<<<<

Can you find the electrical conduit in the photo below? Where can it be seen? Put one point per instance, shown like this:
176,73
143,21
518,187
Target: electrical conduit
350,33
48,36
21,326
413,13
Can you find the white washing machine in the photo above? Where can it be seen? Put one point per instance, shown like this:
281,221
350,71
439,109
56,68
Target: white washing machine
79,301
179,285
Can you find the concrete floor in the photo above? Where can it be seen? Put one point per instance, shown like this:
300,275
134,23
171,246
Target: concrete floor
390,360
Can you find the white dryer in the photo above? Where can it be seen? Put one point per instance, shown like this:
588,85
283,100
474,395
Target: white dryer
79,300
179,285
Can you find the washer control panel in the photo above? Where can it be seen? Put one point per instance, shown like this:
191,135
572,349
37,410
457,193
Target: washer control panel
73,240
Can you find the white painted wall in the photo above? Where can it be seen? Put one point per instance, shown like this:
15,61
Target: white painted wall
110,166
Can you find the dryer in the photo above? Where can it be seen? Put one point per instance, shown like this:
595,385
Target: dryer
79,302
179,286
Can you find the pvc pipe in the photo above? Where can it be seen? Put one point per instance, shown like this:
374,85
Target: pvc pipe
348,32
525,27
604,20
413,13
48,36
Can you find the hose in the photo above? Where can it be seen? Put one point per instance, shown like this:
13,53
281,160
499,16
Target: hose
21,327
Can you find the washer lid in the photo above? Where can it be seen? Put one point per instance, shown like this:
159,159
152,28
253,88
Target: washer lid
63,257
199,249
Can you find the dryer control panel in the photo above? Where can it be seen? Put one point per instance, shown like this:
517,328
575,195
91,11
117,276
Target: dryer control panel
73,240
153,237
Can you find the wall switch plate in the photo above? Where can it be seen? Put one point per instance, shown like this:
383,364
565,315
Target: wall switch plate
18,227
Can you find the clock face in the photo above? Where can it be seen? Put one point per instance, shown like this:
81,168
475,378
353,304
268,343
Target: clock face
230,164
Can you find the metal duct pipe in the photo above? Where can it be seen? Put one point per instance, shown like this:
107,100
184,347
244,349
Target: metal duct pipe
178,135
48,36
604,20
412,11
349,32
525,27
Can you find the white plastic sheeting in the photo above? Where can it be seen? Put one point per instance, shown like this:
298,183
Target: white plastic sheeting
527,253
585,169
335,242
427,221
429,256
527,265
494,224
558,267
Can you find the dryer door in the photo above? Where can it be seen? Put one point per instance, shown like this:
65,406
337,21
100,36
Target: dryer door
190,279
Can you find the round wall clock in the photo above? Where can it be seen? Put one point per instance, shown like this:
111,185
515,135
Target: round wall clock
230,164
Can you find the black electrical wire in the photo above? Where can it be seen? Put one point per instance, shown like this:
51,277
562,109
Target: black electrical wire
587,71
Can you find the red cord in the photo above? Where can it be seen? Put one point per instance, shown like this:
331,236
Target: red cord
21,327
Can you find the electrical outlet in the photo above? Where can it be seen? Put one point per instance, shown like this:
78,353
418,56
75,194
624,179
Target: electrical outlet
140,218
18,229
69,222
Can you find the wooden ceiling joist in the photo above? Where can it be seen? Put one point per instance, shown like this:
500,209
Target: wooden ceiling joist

>>>>

What is asked: Return all of the data exactly as it reads.

Output:
Can you find the electrical conduit in the photo below? Where can it be seen? Put one point per instance, shown like this:
176,73
143,21
518,187
Target: electrical conduit
350,33
48,36
21,326
413,13
Can you find the white washing machine in the photo above? Where can it be seen? Put one point per instance, shown like this:
281,221
350,71
439,109
56,68
Target: white washing machine
79,301
179,285
Can you find the concrete floor in the photo above? Where can it be seen? Put one point per instance, shown like this:
300,275
134,23
171,246
Target: concrete floor
390,360
Can you find the white dryer in the photo above? Where can it be seen? Put one point per instance, shown like this:
588,85
283,100
474,395
Target: white dryer
79,300
179,285
Can you find the washer control panel in the photo above? Where can it be seen? Put one point per instance, shown like this:
191,135
572,349
37,410
457,193
Target: washer control panel
73,240
Can you find the white painted wall in the photo above? Where can it be seen? Put one point per instance, shown like this:
15,61
Target: white painted wall
110,166
Can you find the dryer in the photo above? Where can it be seen? Put one point per instance, shown like this:
595,385
Target: dryer
79,302
179,286
Can you find the pvc pipe in the photo above? Where can it be seen? Put one point per instance, shown like this:
374,85
Target: pvc pipe
348,32
525,27
604,20
413,13
48,36
Can you find the hose in the photo above? Where can it be seen? Put one point per instance, shown like this:
13,53
281,160
499,16
Target: hose
21,327
Can you find the washer lid in the photo above? Where can it be seen? Put one point per instance, shown like this:
159,159
152,28
253,88
Target: washer lid
63,257
199,249
Can you find the dryer control panel in the photo above? Where can it be seen? Put one point per instance, shown like this:
517,328
575,195
91,11
117,276
Target: dryer control panel
73,240
153,237
Can you find the wall switch plate in the photo above? Where can it be seen? Put one point per instance, shown like this:
383,364
565,315
Target: wall switch plate
18,227
Can you find the clock face in the photo above? Where can it be seen? Put one point per instance, shown like this:
81,168
475,378
353,304
268,343
Target: clock face
230,164
Can you find the metal duct pipe in the photo above? Where can it be seen? Put one point per instance, shown like this:
107,100
184,347
244,349
Target: metal duct pipe
178,135
48,36
604,20
412,11
349,32
525,27
Can you find the white plastic sheeting in the photo above? Where can it be seen? Put one point per instance, shown like this:
298,183
Target: white plastic sheeting
527,253
585,169
335,242
427,221
429,256
527,265
494,224
558,267
Can you find the dryer door in the photo above? Where can it be seen? Put one point per instance, shown like this:
65,406
337,21
100,36
Target: dryer door
190,279
Can you find the round wall clock in the photo above? Where can it be seen? Put one point per instance, shown like this:
111,185
515,135
Target: round wall clock
230,164
Can you find the black electrical wire in the photo above? Where can it be seen? Put one point per instance, shown like this:
51,277
562,109
Target: black electrical wire
587,71
Can you find the red cord in the photo above? Where can it be seen? Put one point per instance, shown like this:
331,236
Target: red cord
21,327
Can you find the electrical outlet in the photo above? Where can it be seen? Put one point per instance, shown like this:
78,353
418,56
75,194
624,179
Target: electrical outlet
140,218
18,229
69,222
Can you find the wooden ceiling joist in the photo above? Where can it be seen? Put one point per instance, shown like this:
500,209
Target: wooden ceiling joist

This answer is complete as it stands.